=== WRITTEN EXERCISE 1 ===
Give the records as a JSON list of strings, one for each line and with blank lines left out. Begin at the first line of the records and stop after the line that has "[606,184,642,217]".

=== PROVIDED PASSAGE ===
┄┄┄┄┄┄

JUDGEMENT
Bharati Sapru, J. -
(1.) HEARD learned senior counsel Shri Bharatji Agarwal assisted by Shri Piyush Agarwal and Shri Nimai Das, learned Standing Counsel for the State. This revision has been filed against an order of the Trade Tax Tribunal dated 14.3.01 for the assessment year 1982-83. There are two other Trade Tax Revisions which have been filed against the same order for the assessment years 1980-81 and 1982-83 being T.T.R Nos. 366 of 2001 and 367 of 2001 and they are also been decided by this Judgment. The question of law referred to are as hereunder. :- 1.Whether on the facts and circumstances of the case, the Trade Tax Tribunal after recording a finding in favour of the applicant that the notice by affixation on 27th March, 1985 was not legal and valid, was not justified in treating the service of notice on Madan Lal, who was admittedly the brother of the wife of the sole proprietor of the applicant as legal and valid.?
(2.) WHETHER on the facts and circumstances of the case, the Tribunal was not justified in holding that in the absence of the proprietor of the applicant, the service on Madan Lal shall be treated as valid.?
Whether the observation of the Tribunal that the conduct of Madan Lal was that of an agent is based on surmises and conjectures since there is no material whatsoever on record to indicate that either Madan Lal was managing the business affairs or acting as an agent.?

┄┄┄┄┄┄

=== DATASET ENTRIES ===
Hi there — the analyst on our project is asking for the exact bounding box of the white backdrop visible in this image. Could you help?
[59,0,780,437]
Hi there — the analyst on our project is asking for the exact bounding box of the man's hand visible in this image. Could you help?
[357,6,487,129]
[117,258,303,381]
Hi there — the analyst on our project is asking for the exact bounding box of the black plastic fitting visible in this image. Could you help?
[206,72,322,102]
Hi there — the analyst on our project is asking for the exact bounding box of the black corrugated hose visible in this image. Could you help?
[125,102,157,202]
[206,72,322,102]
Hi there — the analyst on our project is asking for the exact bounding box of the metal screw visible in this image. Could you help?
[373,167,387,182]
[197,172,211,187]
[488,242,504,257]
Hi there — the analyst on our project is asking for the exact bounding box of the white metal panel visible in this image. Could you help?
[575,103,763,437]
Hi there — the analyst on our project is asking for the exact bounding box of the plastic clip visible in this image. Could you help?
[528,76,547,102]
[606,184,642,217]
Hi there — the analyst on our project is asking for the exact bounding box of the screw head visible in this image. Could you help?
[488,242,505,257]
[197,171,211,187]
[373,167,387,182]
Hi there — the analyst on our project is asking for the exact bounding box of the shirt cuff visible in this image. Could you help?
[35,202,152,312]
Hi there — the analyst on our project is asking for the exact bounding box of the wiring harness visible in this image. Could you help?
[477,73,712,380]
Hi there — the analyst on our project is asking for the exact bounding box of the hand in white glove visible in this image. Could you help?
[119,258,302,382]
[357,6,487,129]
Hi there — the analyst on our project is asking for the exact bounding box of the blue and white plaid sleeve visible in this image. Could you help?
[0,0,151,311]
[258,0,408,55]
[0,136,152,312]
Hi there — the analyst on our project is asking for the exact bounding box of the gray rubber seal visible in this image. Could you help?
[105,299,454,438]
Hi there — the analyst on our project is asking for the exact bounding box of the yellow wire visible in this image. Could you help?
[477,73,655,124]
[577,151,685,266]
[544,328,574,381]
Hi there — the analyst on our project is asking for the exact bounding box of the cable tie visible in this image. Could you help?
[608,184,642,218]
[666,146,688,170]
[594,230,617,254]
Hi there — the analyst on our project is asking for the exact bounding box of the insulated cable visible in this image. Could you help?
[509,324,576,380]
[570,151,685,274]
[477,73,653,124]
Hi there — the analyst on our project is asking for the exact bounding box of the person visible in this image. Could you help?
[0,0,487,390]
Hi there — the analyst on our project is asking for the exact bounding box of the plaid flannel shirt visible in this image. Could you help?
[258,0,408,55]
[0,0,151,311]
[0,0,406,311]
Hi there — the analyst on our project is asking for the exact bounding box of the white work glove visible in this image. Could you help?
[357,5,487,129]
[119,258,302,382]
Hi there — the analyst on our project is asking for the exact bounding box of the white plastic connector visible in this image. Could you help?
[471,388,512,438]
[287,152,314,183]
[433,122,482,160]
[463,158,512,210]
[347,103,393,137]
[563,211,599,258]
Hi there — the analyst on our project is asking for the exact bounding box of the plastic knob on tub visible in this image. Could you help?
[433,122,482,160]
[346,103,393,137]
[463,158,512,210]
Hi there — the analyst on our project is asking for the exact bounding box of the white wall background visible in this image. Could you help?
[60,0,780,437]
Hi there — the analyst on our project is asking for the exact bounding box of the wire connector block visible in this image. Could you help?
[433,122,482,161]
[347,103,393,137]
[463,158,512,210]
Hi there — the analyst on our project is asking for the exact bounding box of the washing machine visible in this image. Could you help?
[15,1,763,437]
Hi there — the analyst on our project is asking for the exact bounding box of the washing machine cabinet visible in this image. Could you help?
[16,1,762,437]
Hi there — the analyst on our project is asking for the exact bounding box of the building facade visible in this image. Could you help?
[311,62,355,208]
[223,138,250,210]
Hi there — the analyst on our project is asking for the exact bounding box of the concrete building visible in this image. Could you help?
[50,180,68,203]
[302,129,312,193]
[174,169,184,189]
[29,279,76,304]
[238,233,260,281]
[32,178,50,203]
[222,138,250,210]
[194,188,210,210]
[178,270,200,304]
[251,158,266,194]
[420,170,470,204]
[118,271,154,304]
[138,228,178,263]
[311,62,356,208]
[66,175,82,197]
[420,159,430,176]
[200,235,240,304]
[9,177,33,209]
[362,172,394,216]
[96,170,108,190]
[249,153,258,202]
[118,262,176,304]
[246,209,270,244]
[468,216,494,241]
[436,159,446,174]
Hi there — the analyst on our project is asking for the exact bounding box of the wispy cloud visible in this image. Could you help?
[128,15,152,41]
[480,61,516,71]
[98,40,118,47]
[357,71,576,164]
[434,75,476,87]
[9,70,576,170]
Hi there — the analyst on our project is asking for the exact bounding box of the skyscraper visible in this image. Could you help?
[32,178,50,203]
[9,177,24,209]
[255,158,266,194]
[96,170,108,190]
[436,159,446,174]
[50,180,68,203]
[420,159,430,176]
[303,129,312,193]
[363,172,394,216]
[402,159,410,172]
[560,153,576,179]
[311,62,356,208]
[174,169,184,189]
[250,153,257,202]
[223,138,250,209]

┄┄┄┄┄┄

=== WRITTEN EXERCISE 2 ===
In the trade tax judgment, the last question of law calls the Tribunal's view that Madan Lal acted as an agent mere surmise and conjecture. Why?

=== EXERCISE OUTPUT 1 ===
[
  "Hi there — the analyst on our project is asking for the exact bounding box of the white backdrop visible in this image. Could you help?",
  "[59,0,780,437]",
  "Hi there — the analyst on our project is asking for the exact bounding box of the man's hand visible in this image. Could you help?",
  "[357,6,487,129]",
  "[117,258,303,381]",
  "Hi there — the analyst on our project is asking for the exact bounding box of the black plastic fitting visible in this image. Could you help?",
  "[206,72,322,102]",
  "Hi there — the analyst on our project is asking for the exact bounding box of the black corrugated hose visible in this image. Could you help?",
  "[125,102,157,202]",
  "[206,72,322,102]",
  "Hi there — the analyst on our project is asking for the exact bounding box of the metal screw visible in this image. Could you help?",
  "[373,167,387,182]",
  "[197,172,211,187]",
  "[488,242,504,257]",
  "Hi there — the analyst on our project is asking for the exact bounding box of the white metal panel visible in this image. Could you help?",
  "[575,103,763,437]",
  "Hi there — the analyst on our project is asking for the exact bounding box of the plastic clip visible in this image. Could you help?",
  "[528,76,547,102]",
  "[606,184,642,217]"
]

=== EXERCISE OUTPUT 2 ===
The question gives its reason: there is no material at all on record to show that Madan Lal was either managing the business affairs or acting as an agent.